> Written exercise:
Which lines in the records below contain the word "water" with matching capitalization? Pick out each such line and copy it.

[Labeled-object pointing records]
__________________________________________________

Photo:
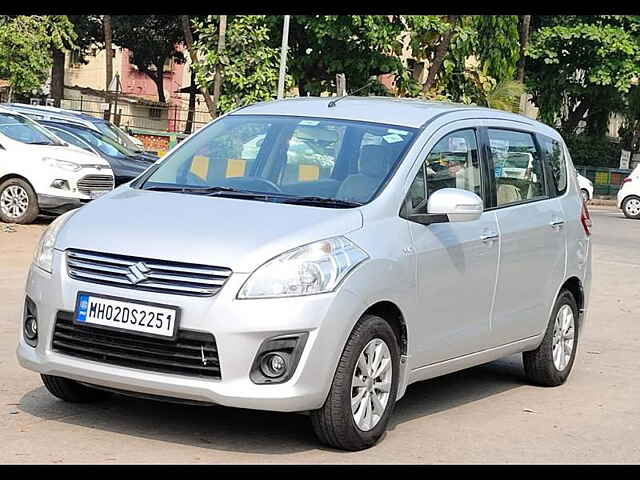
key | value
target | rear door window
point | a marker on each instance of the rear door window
(517, 166)
(554, 158)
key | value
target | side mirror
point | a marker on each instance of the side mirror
(451, 205)
(457, 204)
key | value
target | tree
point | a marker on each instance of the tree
(498, 46)
(579, 67)
(87, 31)
(108, 35)
(26, 44)
(152, 40)
(322, 46)
(193, 54)
(524, 41)
(250, 63)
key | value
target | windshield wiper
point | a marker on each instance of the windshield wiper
(310, 200)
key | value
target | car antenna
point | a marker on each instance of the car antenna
(332, 103)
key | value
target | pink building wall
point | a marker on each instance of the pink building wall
(140, 85)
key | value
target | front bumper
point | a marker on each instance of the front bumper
(239, 327)
(58, 205)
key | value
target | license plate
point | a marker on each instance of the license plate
(96, 194)
(120, 314)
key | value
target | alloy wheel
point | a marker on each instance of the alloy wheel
(14, 201)
(371, 384)
(563, 337)
(632, 206)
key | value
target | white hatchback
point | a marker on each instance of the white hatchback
(41, 173)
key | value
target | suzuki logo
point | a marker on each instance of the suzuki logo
(137, 273)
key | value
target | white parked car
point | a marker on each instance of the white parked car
(629, 195)
(586, 188)
(41, 173)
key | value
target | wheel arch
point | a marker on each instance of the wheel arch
(574, 285)
(9, 176)
(392, 314)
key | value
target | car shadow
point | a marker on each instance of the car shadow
(260, 432)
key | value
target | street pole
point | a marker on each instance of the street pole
(283, 56)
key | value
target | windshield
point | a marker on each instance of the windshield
(285, 157)
(25, 130)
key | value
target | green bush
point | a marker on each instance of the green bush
(593, 151)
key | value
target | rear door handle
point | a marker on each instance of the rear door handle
(485, 237)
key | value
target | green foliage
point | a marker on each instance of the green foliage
(25, 48)
(321, 46)
(582, 59)
(251, 65)
(498, 45)
(593, 151)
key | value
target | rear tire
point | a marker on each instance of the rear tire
(18, 202)
(335, 423)
(72, 391)
(550, 364)
(585, 194)
(631, 207)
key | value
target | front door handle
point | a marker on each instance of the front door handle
(485, 237)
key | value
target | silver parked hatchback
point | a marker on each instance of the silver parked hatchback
(303, 256)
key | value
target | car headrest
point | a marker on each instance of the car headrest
(374, 160)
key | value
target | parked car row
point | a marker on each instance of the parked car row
(83, 157)
(355, 249)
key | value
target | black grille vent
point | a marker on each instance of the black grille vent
(192, 353)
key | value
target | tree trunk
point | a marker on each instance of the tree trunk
(217, 83)
(575, 116)
(441, 51)
(158, 80)
(108, 49)
(524, 41)
(192, 105)
(57, 77)
(188, 37)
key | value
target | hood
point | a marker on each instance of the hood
(70, 154)
(224, 232)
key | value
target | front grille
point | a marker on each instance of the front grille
(146, 274)
(192, 353)
(95, 183)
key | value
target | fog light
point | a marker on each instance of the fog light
(273, 365)
(59, 183)
(30, 323)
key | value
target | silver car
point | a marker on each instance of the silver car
(270, 281)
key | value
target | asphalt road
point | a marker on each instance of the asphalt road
(487, 414)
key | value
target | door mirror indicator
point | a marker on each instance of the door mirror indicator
(456, 204)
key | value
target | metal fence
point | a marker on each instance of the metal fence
(166, 118)
(606, 181)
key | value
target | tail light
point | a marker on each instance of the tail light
(585, 219)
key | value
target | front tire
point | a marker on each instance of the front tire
(72, 391)
(631, 207)
(363, 393)
(18, 202)
(550, 364)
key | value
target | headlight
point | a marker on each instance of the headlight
(314, 268)
(63, 164)
(43, 256)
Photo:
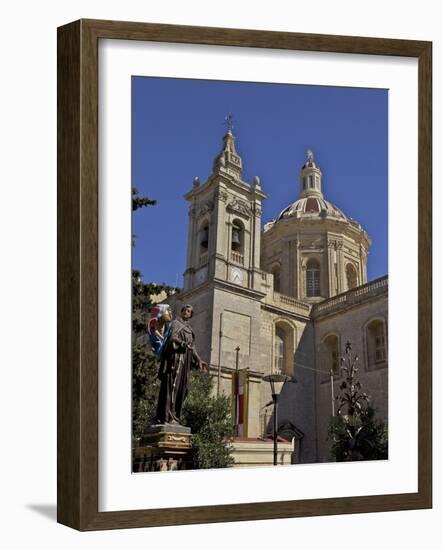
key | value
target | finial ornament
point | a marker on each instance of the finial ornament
(229, 121)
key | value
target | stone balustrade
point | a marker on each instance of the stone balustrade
(352, 296)
(237, 257)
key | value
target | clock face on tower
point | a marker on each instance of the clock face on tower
(236, 275)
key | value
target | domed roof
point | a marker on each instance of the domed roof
(312, 207)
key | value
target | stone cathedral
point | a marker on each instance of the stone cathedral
(286, 299)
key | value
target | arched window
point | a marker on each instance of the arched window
(312, 278)
(376, 343)
(237, 241)
(204, 237)
(276, 273)
(351, 276)
(331, 354)
(279, 350)
(237, 236)
(284, 337)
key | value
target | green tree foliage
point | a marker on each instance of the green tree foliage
(140, 202)
(145, 386)
(355, 432)
(209, 418)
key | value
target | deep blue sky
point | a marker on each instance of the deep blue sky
(177, 131)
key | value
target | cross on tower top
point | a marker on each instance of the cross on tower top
(229, 122)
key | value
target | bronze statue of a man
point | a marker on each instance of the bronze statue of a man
(178, 357)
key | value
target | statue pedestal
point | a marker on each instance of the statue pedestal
(163, 447)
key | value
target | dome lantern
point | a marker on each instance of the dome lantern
(310, 177)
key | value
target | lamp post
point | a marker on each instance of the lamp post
(277, 382)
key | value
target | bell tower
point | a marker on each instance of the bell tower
(224, 223)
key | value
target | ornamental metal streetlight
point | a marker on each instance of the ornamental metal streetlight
(277, 382)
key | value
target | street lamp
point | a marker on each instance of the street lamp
(277, 382)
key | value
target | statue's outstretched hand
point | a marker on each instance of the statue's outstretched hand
(202, 366)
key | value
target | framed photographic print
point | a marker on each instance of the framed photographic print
(233, 207)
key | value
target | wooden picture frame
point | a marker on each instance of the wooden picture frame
(78, 274)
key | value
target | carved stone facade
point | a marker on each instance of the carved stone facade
(288, 296)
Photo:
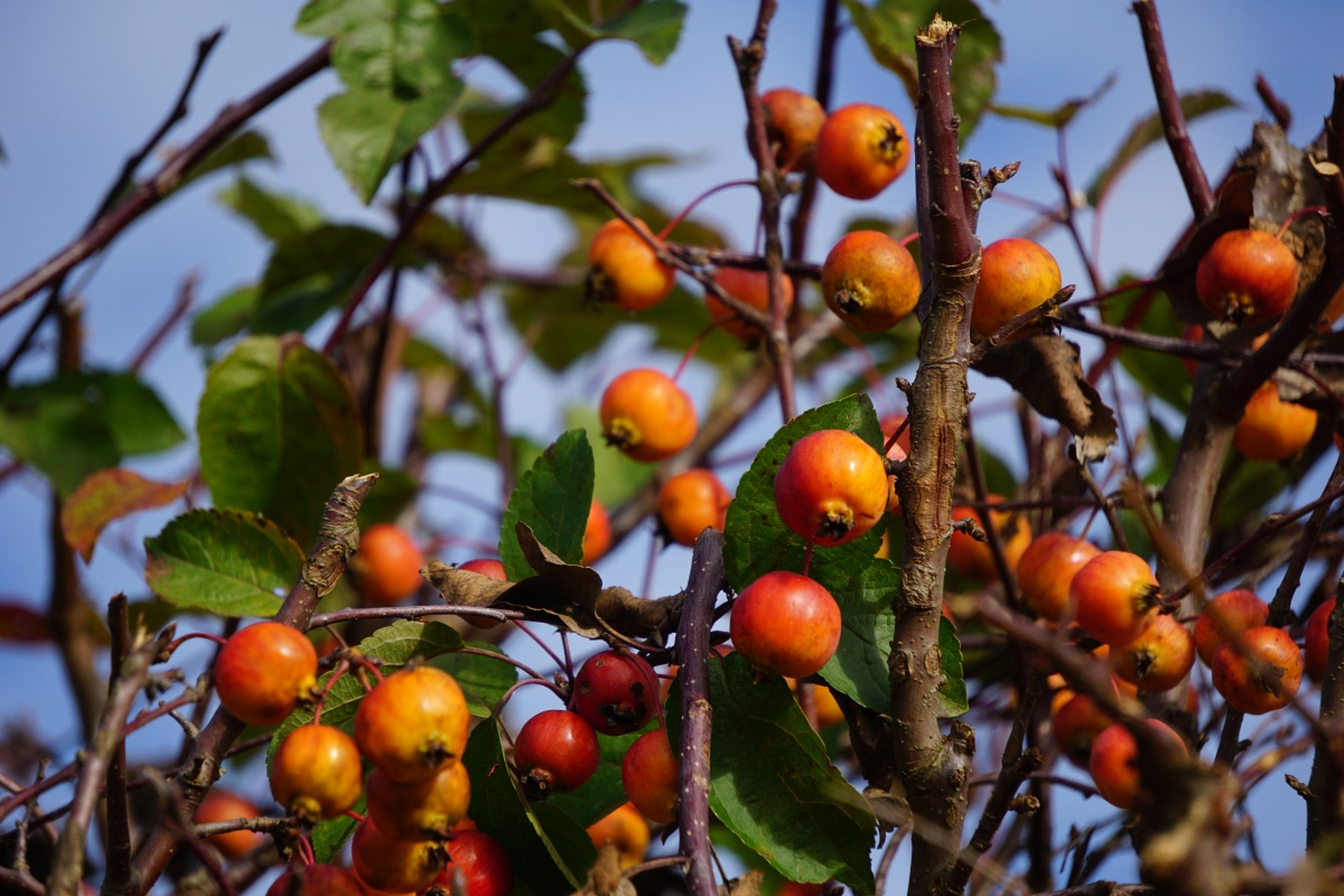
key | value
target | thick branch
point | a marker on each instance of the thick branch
(692, 641)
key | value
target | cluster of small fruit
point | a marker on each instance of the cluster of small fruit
(412, 727)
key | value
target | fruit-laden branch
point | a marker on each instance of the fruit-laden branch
(337, 536)
(692, 641)
(933, 767)
(749, 59)
(162, 183)
(67, 864)
(1168, 106)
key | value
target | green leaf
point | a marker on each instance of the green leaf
(311, 273)
(229, 564)
(1148, 131)
(550, 852)
(274, 216)
(229, 316)
(368, 132)
(890, 26)
(604, 792)
(772, 783)
(757, 540)
(279, 430)
(81, 422)
(553, 498)
(859, 665)
(952, 692)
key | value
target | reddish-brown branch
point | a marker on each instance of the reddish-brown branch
(1168, 108)
(162, 183)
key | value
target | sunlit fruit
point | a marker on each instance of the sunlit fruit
(1272, 429)
(421, 809)
(1116, 597)
(1159, 659)
(860, 150)
(785, 622)
(1259, 671)
(750, 288)
(482, 862)
(870, 281)
(616, 692)
(413, 723)
(974, 559)
(1114, 762)
(650, 774)
(555, 751)
(1319, 641)
(394, 865)
(597, 533)
(225, 805)
(264, 671)
(831, 488)
(1015, 277)
(1227, 614)
(316, 773)
(1046, 570)
(647, 415)
(387, 564)
(625, 270)
(624, 828)
(691, 503)
(1246, 276)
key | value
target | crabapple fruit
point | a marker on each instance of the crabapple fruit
(831, 488)
(785, 622)
(647, 415)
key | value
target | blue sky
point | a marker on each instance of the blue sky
(88, 83)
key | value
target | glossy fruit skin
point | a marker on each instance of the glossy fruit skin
(316, 773)
(1015, 277)
(1075, 726)
(484, 864)
(422, 809)
(394, 865)
(387, 564)
(264, 672)
(792, 124)
(1227, 614)
(486, 566)
(785, 622)
(870, 281)
(413, 723)
(626, 830)
(624, 269)
(554, 751)
(597, 533)
(647, 415)
(1114, 596)
(1319, 641)
(860, 150)
(691, 503)
(1159, 659)
(1114, 760)
(1047, 567)
(750, 288)
(1260, 671)
(616, 692)
(1246, 276)
(831, 488)
(223, 805)
(650, 774)
(1272, 429)
(974, 559)
(316, 880)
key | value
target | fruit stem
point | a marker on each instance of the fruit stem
(671, 225)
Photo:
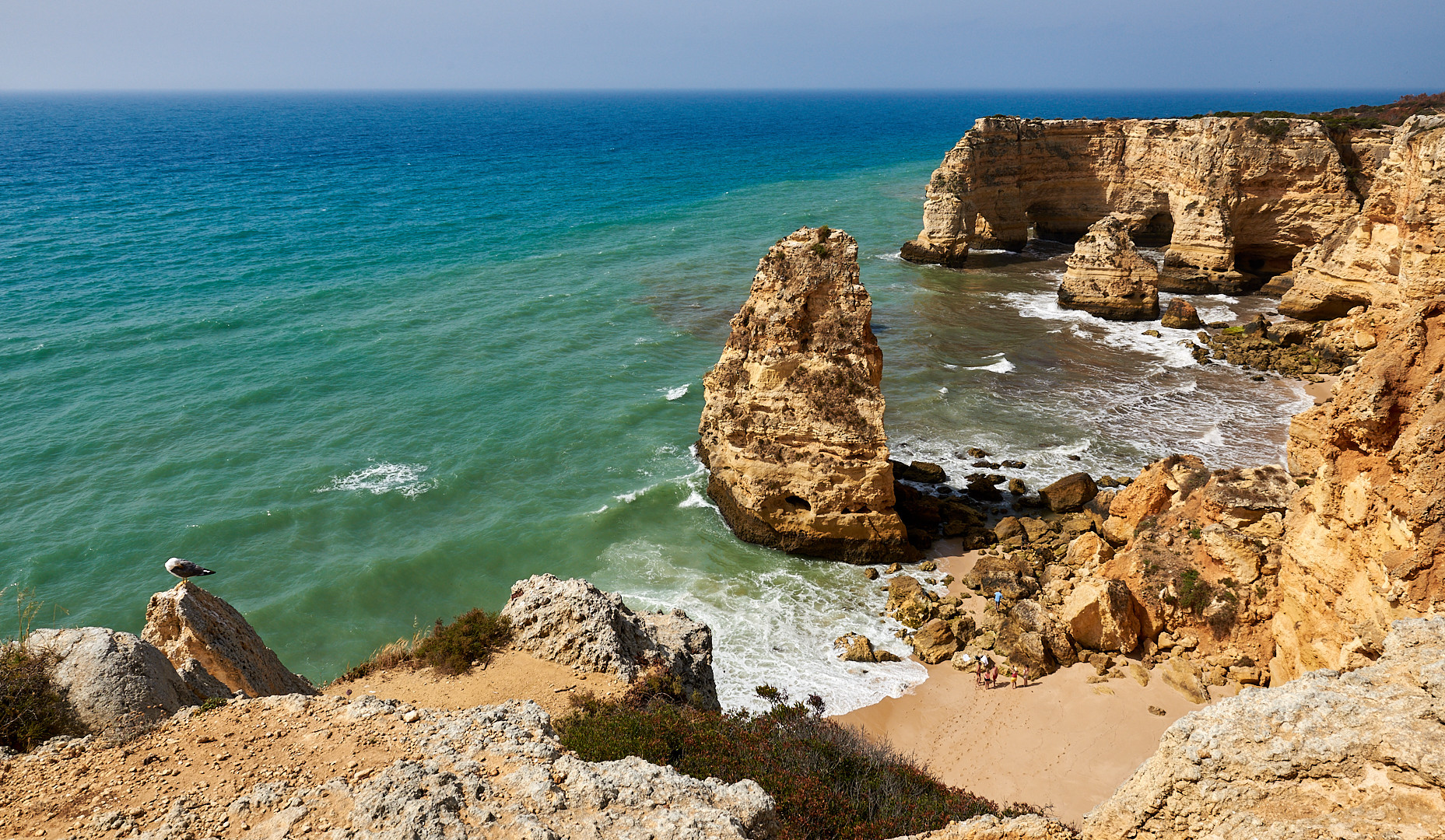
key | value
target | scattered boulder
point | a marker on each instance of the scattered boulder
(858, 649)
(1242, 497)
(934, 641)
(1101, 617)
(212, 644)
(1008, 527)
(1185, 677)
(1109, 278)
(908, 602)
(1330, 754)
(1070, 492)
(792, 423)
(110, 677)
(1029, 635)
(1181, 315)
(1089, 551)
(573, 622)
(919, 472)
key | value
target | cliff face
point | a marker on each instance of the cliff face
(1328, 755)
(792, 426)
(1394, 249)
(1222, 192)
(1366, 540)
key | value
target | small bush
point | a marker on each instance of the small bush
(212, 705)
(828, 781)
(450, 649)
(32, 710)
(1195, 593)
(472, 637)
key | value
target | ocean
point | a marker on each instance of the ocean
(374, 359)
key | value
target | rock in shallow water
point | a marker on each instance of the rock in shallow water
(792, 425)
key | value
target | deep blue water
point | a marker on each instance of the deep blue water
(376, 357)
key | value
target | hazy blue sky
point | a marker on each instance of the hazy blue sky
(687, 44)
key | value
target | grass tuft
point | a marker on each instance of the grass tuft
(450, 649)
(828, 781)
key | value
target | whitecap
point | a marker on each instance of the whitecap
(696, 499)
(1000, 367)
(794, 614)
(384, 478)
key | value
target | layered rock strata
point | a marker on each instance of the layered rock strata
(214, 649)
(1233, 198)
(1394, 251)
(576, 624)
(367, 770)
(1109, 278)
(1364, 541)
(792, 425)
(1331, 754)
(113, 679)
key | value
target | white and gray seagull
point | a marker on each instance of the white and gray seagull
(184, 569)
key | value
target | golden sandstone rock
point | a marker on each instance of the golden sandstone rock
(1109, 278)
(1366, 541)
(792, 425)
(1394, 251)
(1222, 192)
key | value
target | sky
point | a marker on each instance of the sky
(48, 45)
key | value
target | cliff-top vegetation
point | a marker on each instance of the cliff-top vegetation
(1354, 117)
(828, 781)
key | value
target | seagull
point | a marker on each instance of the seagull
(184, 569)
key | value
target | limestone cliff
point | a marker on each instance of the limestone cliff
(1109, 278)
(1366, 539)
(1394, 249)
(792, 426)
(1222, 192)
(214, 649)
(1327, 755)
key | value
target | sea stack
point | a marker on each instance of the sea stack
(792, 425)
(1109, 278)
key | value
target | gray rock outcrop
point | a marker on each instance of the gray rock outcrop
(110, 677)
(1357, 754)
(212, 646)
(576, 624)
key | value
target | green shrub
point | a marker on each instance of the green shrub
(828, 781)
(1194, 593)
(30, 708)
(451, 649)
(212, 705)
(472, 637)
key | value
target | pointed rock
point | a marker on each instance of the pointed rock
(792, 426)
(212, 646)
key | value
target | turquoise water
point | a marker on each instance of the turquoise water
(374, 359)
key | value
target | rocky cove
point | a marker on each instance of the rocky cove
(1310, 588)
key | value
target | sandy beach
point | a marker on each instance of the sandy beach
(1061, 742)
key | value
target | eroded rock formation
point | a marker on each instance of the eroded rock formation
(1224, 194)
(1325, 755)
(1394, 251)
(111, 677)
(1366, 539)
(792, 426)
(1109, 278)
(576, 624)
(214, 649)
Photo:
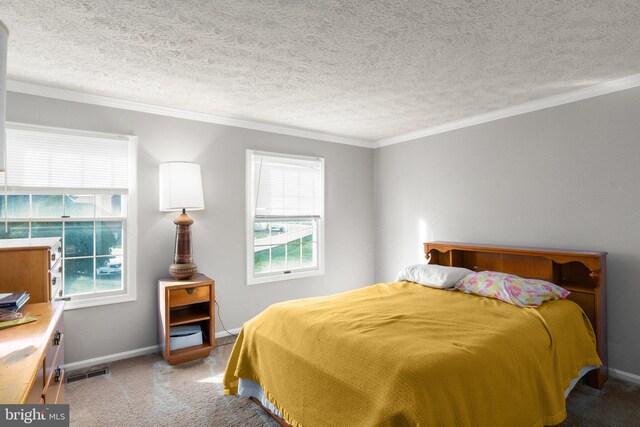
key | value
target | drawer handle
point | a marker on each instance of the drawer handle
(57, 337)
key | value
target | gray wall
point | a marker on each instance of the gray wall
(564, 177)
(219, 231)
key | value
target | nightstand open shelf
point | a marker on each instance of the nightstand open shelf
(183, 303)
(189, 314)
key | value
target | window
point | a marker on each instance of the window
(285, 209)
(77, 186)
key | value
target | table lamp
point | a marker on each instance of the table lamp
(181, 190)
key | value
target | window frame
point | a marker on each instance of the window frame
(279, 276)
(128, 292)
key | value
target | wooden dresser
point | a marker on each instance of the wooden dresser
(32, 265)
(32, 355)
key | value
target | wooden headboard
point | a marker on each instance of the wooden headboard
(581, 272)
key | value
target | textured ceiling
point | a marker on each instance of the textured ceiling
(363, 69)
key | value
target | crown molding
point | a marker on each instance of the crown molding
(106, 101)
(528, 107)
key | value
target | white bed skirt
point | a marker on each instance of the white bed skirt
(248, 388)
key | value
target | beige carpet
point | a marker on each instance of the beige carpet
(147, 391)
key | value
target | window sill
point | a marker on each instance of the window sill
(97, 301)
(283, 277)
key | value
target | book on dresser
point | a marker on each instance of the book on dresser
(13, 300)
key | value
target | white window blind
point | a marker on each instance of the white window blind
(55, 160)
(287, 187)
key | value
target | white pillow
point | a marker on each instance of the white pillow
(435, 276)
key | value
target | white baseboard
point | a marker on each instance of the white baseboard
(624, 376)
(110, 358)
(223, 334)
(128, 354)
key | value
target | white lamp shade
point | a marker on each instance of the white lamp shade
(180, 187)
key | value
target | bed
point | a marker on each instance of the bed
(402, 354)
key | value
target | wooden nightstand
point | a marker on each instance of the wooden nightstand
(186, 302)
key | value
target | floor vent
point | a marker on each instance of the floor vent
(85, 375)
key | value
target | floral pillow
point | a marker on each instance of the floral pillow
(510, 288)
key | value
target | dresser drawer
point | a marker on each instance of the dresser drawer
(54, 357)
(55, 390)
(186, 296)
(55, 281)
(55, 253)
(37, 389)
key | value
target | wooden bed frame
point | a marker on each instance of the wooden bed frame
(581, 272)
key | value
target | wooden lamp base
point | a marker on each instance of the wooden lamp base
(183, 266)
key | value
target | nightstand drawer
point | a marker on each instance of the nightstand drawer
(186, 296)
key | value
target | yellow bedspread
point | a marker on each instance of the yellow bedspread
(401, 354)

__________________________________________________

> Answer below:
target | rock in shallow water
point | a marker on each instance of the rock in shallow water
target | deep blue water
point | a marker on each instance of the deep blue water
target | turquoise water
point | a marker on each instance of the turquoise water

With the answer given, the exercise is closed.